(PROBLEM TO WORK ON)
Please return each line of the data below that contains the word "door".

(DATA EXTRACT)

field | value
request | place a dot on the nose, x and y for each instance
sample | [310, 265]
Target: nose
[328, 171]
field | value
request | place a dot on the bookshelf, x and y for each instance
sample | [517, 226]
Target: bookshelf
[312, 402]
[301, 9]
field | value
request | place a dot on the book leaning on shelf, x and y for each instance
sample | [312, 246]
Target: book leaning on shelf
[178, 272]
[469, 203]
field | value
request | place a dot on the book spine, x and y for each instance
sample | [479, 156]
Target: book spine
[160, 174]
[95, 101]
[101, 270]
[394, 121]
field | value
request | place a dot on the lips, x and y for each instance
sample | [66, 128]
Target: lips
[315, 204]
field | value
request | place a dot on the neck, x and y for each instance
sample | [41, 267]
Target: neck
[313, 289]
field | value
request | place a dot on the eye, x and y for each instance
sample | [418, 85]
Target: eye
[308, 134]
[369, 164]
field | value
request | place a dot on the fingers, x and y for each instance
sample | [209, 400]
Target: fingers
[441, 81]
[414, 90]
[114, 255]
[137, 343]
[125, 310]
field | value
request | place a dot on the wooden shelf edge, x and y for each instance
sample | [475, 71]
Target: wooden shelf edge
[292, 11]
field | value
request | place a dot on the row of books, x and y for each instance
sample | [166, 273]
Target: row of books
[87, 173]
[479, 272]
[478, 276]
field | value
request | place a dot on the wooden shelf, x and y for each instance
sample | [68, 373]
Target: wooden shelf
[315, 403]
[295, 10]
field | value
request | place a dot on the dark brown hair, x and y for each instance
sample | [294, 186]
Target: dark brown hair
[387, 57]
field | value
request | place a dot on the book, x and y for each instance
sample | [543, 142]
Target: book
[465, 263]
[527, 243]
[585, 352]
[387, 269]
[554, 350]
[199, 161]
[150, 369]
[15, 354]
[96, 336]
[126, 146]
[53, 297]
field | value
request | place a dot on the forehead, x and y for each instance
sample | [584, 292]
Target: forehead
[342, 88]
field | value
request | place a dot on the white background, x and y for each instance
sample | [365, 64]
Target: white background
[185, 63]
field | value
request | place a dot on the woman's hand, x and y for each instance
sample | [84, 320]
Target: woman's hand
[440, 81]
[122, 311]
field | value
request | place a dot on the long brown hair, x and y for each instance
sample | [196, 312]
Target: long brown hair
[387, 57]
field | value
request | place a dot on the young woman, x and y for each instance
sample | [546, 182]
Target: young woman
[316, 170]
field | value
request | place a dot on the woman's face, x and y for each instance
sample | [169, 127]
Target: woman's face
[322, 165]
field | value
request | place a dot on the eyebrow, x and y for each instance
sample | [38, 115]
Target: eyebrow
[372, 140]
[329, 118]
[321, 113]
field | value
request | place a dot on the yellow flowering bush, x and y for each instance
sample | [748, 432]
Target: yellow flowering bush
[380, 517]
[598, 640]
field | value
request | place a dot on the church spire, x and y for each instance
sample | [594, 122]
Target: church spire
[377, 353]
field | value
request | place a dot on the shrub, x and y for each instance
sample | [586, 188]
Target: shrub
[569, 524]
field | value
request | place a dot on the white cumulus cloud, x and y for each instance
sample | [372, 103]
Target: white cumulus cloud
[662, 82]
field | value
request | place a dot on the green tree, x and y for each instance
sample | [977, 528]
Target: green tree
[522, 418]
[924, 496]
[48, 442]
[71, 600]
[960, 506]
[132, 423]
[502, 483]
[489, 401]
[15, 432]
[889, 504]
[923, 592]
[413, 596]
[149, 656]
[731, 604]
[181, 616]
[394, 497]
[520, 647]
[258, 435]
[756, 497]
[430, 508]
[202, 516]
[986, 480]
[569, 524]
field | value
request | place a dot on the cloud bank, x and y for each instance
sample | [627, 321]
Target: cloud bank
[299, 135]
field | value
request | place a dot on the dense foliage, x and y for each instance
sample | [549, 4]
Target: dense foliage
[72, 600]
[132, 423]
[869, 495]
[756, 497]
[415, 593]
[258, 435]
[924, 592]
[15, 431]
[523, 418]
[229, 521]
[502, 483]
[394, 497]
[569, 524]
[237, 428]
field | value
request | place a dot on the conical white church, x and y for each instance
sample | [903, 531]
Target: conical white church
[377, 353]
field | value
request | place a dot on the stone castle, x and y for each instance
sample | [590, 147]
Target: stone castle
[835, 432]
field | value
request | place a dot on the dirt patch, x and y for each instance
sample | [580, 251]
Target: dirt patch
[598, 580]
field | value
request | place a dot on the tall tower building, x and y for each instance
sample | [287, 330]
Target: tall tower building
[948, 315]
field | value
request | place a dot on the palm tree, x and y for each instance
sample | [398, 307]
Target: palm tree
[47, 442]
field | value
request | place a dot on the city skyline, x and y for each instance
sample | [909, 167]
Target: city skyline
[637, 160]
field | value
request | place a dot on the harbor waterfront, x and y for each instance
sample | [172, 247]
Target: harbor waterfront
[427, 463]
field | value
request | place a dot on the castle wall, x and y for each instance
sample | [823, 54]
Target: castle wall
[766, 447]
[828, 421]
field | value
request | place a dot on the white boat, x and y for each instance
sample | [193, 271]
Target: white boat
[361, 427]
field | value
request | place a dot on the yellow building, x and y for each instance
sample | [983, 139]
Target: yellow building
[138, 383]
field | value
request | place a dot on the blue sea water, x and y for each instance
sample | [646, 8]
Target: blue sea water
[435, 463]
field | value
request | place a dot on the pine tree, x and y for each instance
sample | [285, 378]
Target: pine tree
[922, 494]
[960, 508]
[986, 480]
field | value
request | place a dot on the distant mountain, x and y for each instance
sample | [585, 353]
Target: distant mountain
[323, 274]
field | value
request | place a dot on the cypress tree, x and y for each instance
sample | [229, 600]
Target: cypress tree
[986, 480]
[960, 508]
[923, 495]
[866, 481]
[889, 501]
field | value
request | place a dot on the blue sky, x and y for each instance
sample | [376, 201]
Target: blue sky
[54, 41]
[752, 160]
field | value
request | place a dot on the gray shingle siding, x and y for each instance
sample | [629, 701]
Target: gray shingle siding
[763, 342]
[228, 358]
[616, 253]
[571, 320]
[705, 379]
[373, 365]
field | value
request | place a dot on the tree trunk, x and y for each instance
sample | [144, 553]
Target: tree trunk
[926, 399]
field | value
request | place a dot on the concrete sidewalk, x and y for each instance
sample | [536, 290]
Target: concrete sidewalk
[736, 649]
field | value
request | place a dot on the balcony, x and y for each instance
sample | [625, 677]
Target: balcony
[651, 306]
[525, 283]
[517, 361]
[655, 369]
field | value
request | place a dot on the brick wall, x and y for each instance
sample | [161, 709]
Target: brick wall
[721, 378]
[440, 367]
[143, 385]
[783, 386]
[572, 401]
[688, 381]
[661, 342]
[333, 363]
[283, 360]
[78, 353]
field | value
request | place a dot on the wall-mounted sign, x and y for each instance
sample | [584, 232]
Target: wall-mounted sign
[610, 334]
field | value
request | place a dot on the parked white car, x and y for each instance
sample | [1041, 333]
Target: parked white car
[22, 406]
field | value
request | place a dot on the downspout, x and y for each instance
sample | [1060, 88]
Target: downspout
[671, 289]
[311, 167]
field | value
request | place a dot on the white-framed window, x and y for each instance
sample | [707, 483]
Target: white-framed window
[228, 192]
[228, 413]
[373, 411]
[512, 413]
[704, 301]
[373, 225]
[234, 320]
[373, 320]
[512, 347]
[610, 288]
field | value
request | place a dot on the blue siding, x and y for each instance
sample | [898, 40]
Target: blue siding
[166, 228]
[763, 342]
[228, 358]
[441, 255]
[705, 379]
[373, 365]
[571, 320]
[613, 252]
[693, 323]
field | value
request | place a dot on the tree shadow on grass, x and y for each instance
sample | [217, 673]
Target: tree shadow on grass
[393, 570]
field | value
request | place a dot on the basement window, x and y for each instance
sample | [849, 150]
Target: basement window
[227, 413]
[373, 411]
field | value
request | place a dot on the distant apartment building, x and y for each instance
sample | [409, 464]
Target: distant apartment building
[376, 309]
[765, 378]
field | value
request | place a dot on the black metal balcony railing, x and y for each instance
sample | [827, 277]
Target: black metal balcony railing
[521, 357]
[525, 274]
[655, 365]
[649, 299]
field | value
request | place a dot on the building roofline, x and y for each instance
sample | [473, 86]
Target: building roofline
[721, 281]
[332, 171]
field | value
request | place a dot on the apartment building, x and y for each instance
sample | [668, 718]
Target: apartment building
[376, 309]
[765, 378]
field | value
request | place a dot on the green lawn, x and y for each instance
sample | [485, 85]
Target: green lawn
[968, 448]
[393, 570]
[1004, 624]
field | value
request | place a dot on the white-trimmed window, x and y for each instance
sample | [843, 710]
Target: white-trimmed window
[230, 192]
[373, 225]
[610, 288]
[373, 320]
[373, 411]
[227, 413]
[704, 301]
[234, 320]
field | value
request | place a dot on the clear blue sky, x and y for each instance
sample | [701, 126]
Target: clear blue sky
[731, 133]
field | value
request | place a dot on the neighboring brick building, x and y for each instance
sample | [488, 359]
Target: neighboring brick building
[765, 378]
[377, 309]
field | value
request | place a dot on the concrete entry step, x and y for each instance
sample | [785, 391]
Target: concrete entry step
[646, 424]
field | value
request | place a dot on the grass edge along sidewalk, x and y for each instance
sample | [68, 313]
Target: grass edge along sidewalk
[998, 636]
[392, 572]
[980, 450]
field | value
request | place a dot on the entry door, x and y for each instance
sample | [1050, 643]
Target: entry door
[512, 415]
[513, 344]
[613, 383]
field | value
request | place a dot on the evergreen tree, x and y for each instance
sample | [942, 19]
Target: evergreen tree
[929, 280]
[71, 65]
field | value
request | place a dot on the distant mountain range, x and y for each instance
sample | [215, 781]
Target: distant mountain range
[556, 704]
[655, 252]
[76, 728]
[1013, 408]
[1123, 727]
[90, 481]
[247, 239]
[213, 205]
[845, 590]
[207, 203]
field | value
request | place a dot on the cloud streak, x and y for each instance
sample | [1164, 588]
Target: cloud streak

(FINAL RESULT)
request | place a dot on the entry door, x and y for each instance
Target: entry door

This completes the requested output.